● Selected excerpt:
Apparel help and advisory centres (AHAs) were established as locations where advice and guidance could be later sought regarding erroneous or faulty tech.

The Yes BUT Movement

Presiding governments woke up to the possibilities this fashion revolution presented to them and pressured manufacturers to covertly incorporate identity data and location tracking. Within a very short time it was possible to identify and track an individual, and to remotely check and validate driver permits, passport details, credit worthiness and all manner of other things through a remote and discreet interface with the clothing they wore. As those avoiding the routine surveillance got smarter so did the software, resulting in clothing that automatically synced with the DNA footprint of its wearer to ensure identity authenticity.

As to be expected, there was a small yet significant proportion of the population who resented the fact their clothing constantly and routinely shared their identity and personal data with an ever-growing list of authorities and corporations. Some resisted on principle, others for less salubrious reasons. Regardless of their personal reason for resistance, a growing black market in expensive beta ultra-tech (BUT) clothing was developing. A BUT garment that could conceal the identity and data of its wearer could fetch astronomical prices and was hard to get hold of, even on what remained of the dark web. A fledgling movement offering cheaper rip-off BUT clothing and vintage pre-tech fashion grew into a thriving underground resistance towards trackable tech. There is now a vibrant collector market for pre- tech vintage Fashion and for those ‘in the know’, PITe (pre-identity tech – pronounced Pity) parties are held where vintage items can be selected and adjusted using secretive tailors and dressmakers. Such skills are now very scarce and highly in demand. Owning and wearing pre-tech clothing is the height of anti-establishment resistance (identity privacy now fast replacing environmental concerns for the emerging youth)…

The Yes BUT movement is growing in strength and has recently been suspected of inciting major cyber attacks waged against registered clothing manufacturers, their software partners and drone delivery systems. Their activities are becoming ever-more disruptive and have repeatedly caused the unfortunate failure of medical tech alongside the identity tech they are railing against. Yes BUT movement leaders are united in their response that these are unfortunate side-effects of their much-needed activist march against an increasingly disturbing and malevolent appropriation of wearable tech. They show no indication that their methods of activism will alter, or that their activity levels will reduce. Yes BUT continue to assert that tech identity invasion is the new pollution…

Think through possible future worlds

Having little to no experience of the retail sector or clothing manufacturing industry is in many ways liberating when considering how the sector and its incumbents may evolve. As you think through possible future worlds, consider how the future scenario may come about and what drivers in the present may spark a particular change. Don’t let a lack of ‘professional’ experience in a field scare you away from considering how a sector may evolve. Often the ideas with greatest potential impact come from end-users and people working in entirely unrelated sectors …what else might happen to the clothing we wear in an unpredictable future and what impacts may these changes have in store for the people who wear it?

● Required actions:
• a. According to the passage, what does PITe stand for?
• b. Copy out the passage between "Apparel help and" and "or faulty tech.", inclusive.
Draw only on the passage, not on outside knowledge.

● Information provided:
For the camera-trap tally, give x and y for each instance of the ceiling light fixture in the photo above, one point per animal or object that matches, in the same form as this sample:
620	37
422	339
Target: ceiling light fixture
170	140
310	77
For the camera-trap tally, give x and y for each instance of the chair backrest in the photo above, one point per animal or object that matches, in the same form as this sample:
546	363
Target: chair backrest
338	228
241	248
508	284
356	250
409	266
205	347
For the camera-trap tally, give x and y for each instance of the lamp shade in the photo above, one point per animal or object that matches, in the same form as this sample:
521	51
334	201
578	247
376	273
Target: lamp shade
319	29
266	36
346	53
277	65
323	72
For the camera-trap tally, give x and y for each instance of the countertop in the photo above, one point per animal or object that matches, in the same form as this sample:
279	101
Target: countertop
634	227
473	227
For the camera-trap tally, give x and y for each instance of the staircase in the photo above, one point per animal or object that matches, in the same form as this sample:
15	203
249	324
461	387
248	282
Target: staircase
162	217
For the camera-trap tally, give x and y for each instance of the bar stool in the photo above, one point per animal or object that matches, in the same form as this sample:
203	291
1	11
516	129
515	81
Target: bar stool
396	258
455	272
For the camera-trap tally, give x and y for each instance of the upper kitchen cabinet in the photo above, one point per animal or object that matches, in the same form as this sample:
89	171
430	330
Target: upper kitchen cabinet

● Results of the tasks:
• a. Pre-identity tech

• b.
Apparel help and advisory centres (AHAs) were established as locations where advice and guidance could be later sought regarding erroneous or faulty tech.